# Supplied passage
IBM's Watson: A Watershed Event For Information Technology--And For Society
On the surface, Watson, IBM's "Jeopardy"-playing computer system, is impressive in its ability to answer complex, ambiguous questions expressed in natural language. In fact, Watson will likely be a centerpiece for IBM's centennial celebration in June. But Watson is more than just an impressive computing system. In fact, in the future, after Watson's technology is used and deployed in multiple ways, we expect this week's Jeopardy matches will be seen as a historic event in information technology
February 17, 2011
On the surface, Watson, IBM's "Jeopardy"-playing computer system, is impressive in its ability to answer complex, ambiguous questions expressed in natural language. In fact, Watson will likely be a centerpiece for IBM's centennial celebration in June. But Watson is more than just an impressive computing system. In fact, in the future, after Watson's technology is used and deployed in multiple ways, we expect this week's Jeopardy matches will be seen as a historic event in information technology and big data and analytics that also portends much for society in general.
A "natural" language is any language spoken or written by humans, such as English, rather than a computer language, but there are areas where the two intersect. For example, a user performing a natural language search would enter a question in plain English rather than depending on keywords, such as those that trigger a Google search. Ideally, a true natural language query should return a single, very precise answer with a high degree of confidence rather than the many, many results a search engine delivers, leaving the user to determine what is relevant.
No disrespect to Google (whose original creative breakthrough has proven to be very important and valuable) or to other search engines like Microsoft's Bing, but solving the natural language problem is difficult. The problem is not just in syntactic analysis (computers have been able to parse sentences for some time), but rather in dealing with the subtleties, nuances and ambiguities common in natural language. Faux natural language attempts have failed; the best known is probably Ask Jeeves, which morphed into Ask.com and now is simply a front-end to a conventional search engine. It was a minor league attempt to a major league problem.

# Given records

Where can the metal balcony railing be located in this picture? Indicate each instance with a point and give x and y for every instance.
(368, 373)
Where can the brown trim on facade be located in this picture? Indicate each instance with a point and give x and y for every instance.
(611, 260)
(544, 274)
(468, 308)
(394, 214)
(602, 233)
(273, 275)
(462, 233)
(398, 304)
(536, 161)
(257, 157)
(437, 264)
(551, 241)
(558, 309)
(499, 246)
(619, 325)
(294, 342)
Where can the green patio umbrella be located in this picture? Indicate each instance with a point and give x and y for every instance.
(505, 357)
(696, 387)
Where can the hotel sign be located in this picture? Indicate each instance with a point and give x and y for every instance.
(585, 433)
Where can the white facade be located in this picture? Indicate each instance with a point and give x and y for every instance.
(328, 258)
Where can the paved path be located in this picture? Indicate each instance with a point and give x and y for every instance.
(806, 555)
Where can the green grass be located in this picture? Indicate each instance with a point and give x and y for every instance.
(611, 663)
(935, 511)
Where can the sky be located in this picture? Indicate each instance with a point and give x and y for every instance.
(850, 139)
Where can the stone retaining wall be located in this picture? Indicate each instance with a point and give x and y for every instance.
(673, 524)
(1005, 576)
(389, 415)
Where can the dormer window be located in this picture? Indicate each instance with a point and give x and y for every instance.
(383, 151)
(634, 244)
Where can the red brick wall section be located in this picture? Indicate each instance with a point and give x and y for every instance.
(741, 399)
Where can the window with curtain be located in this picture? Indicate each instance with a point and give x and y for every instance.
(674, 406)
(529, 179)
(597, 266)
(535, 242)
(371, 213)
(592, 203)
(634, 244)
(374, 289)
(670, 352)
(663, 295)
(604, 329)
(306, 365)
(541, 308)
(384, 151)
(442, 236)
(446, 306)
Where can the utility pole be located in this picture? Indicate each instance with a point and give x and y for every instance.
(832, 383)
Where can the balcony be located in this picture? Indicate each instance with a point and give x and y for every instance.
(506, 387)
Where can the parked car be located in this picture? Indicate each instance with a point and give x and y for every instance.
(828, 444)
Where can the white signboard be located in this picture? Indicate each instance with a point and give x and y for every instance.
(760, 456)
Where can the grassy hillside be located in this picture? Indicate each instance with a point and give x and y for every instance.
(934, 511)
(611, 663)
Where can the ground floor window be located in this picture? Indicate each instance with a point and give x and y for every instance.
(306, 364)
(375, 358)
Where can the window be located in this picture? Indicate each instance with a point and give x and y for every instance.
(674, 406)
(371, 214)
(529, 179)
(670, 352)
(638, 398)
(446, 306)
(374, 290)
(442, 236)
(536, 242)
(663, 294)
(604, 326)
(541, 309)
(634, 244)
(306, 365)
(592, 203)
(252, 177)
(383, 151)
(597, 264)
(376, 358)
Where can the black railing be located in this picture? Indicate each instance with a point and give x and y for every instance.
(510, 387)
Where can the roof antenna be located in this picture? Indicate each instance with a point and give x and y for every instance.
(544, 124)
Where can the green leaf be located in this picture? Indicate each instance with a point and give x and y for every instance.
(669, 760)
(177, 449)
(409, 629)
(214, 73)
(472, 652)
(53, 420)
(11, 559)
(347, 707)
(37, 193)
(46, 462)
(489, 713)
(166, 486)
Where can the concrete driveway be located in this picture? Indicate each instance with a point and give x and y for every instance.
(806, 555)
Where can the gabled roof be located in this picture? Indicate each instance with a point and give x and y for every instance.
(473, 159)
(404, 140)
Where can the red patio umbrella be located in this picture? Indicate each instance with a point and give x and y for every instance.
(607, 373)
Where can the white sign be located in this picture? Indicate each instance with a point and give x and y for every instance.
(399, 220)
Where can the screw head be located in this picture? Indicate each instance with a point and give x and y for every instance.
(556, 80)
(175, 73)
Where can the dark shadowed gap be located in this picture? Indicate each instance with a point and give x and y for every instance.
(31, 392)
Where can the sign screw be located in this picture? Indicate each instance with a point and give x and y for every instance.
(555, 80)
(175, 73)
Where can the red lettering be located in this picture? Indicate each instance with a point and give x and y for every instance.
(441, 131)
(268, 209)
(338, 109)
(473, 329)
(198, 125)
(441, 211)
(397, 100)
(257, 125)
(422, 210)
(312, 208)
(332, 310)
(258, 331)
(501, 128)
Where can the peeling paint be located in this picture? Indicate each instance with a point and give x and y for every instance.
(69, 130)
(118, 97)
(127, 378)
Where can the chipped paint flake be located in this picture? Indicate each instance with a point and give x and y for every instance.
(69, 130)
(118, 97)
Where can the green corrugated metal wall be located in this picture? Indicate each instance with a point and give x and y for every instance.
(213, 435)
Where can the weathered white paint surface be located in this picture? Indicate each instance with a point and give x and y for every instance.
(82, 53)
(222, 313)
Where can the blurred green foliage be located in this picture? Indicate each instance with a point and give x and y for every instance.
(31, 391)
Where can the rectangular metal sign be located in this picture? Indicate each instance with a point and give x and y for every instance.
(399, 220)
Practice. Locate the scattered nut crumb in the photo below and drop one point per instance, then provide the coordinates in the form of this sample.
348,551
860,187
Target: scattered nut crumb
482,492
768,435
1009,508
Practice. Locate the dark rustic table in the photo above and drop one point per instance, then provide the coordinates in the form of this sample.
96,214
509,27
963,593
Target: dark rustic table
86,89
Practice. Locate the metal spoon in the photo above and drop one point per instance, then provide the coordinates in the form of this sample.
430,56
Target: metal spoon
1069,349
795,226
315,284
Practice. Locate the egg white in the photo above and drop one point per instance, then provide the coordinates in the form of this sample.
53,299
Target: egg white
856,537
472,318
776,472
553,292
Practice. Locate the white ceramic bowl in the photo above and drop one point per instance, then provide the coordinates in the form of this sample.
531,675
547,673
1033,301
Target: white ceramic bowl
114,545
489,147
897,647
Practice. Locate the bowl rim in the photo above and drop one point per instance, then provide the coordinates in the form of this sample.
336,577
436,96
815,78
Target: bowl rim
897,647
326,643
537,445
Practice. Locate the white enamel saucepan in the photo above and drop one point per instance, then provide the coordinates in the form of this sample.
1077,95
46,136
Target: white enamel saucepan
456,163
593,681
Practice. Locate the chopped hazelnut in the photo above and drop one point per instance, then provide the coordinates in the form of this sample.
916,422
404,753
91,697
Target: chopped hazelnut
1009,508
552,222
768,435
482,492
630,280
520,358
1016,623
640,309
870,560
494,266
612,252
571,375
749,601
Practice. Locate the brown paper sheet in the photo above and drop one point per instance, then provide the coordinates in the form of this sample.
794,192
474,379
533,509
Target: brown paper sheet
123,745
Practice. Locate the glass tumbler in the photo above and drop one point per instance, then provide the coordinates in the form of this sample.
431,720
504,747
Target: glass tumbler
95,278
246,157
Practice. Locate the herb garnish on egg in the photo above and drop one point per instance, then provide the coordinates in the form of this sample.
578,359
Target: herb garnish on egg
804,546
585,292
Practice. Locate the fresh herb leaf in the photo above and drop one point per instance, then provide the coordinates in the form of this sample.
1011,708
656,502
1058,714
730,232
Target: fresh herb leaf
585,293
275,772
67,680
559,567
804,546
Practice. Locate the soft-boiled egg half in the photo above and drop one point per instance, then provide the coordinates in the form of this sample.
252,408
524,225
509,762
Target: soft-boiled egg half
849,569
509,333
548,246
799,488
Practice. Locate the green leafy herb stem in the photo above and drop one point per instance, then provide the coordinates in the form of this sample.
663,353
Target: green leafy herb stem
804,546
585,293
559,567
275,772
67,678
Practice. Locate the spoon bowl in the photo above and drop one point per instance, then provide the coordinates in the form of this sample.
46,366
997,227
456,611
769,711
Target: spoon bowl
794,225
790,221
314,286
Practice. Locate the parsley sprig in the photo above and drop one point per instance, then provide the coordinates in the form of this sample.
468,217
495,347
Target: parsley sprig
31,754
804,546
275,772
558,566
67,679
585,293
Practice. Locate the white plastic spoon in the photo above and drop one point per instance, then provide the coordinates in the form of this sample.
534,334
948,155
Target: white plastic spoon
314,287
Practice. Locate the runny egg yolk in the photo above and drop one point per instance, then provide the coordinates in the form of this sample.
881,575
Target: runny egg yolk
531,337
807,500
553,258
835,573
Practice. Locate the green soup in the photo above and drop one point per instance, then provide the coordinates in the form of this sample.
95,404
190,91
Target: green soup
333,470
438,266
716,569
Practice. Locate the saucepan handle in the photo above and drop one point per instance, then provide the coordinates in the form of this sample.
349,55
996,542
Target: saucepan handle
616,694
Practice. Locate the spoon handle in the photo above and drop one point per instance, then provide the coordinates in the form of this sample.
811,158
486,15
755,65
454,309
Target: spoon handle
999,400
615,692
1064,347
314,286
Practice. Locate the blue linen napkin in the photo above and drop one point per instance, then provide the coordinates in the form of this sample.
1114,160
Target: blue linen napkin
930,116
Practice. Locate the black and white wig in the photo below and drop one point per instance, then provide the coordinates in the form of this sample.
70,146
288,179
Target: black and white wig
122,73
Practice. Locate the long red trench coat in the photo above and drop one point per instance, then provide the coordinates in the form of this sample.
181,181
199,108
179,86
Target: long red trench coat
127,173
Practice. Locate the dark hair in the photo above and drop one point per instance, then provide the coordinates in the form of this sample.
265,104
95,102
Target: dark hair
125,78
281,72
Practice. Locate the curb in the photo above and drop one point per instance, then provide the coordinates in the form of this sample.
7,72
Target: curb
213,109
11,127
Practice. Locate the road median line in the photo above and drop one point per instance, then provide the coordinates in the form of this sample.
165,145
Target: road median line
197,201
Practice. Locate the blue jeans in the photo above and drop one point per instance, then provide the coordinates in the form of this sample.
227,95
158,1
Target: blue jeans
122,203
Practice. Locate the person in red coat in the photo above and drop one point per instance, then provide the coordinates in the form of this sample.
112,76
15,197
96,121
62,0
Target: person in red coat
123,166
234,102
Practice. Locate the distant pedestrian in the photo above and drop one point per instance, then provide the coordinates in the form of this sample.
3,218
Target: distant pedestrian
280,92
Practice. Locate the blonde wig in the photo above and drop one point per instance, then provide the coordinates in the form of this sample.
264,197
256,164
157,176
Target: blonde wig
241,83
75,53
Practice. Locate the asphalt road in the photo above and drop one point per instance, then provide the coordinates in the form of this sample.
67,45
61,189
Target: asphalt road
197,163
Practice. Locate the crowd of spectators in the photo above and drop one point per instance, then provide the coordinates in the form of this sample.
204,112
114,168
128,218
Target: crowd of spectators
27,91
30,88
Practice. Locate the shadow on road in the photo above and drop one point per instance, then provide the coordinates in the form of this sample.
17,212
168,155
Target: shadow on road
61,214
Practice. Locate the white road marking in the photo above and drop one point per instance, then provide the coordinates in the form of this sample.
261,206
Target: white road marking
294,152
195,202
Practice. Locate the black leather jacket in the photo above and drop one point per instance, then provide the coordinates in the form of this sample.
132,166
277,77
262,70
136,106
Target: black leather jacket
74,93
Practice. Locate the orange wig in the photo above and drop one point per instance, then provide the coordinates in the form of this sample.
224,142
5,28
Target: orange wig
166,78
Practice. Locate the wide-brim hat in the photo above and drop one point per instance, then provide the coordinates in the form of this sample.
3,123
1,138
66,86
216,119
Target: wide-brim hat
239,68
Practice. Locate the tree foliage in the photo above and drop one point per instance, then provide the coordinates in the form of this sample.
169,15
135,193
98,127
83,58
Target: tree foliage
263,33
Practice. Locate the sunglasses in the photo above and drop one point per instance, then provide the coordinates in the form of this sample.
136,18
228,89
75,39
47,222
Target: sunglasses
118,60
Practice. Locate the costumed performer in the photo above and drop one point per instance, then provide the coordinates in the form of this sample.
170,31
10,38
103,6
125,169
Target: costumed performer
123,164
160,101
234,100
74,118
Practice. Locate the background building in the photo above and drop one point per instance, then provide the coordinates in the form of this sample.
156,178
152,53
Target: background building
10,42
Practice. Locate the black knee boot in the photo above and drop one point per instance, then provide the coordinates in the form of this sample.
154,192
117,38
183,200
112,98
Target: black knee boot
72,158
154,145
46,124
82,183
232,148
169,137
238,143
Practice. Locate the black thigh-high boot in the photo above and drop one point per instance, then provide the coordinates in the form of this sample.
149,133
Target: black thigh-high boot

# Goal of the exercise
Carry on the article about IBM's Watson and natural language, starting after its final sentence, "It was a minor league attempt to a major league problem." The listing has nothing to do with the article on IBM's Watson.

# Expected answer
Some have suggested that artificial intelligence (AI) would offer a natural answer to the natural language question, and it has had its fits and starts over the years. But, even though AI can now point to a number of successes (primarily in well-defined domains), it has only provided partial solutions to the natural language problem.
IBM decided to take on natural language search as a Grand Challenge--an IBM R&D project that is technologically important and difficult, but whose success is easy for the average person to understand and meaningful for business and society. A past IBM Grand Challenge was the company's Deep Blue, a supercomputing system that defeated the human world chess champion Gary Kasparov in 1997.Now, with chess, the measure of success is easy: Simply beat the world chess champion in a match of several games. But what is the equivalent benchmark for natural language questions and answers? Well, as it turns out, the long-televised U.S.-based game show "Jeopardy" provides the benchmark. In "Jeopardy," three contestants have to answer a variety of difficult natural language-posed questions and answers.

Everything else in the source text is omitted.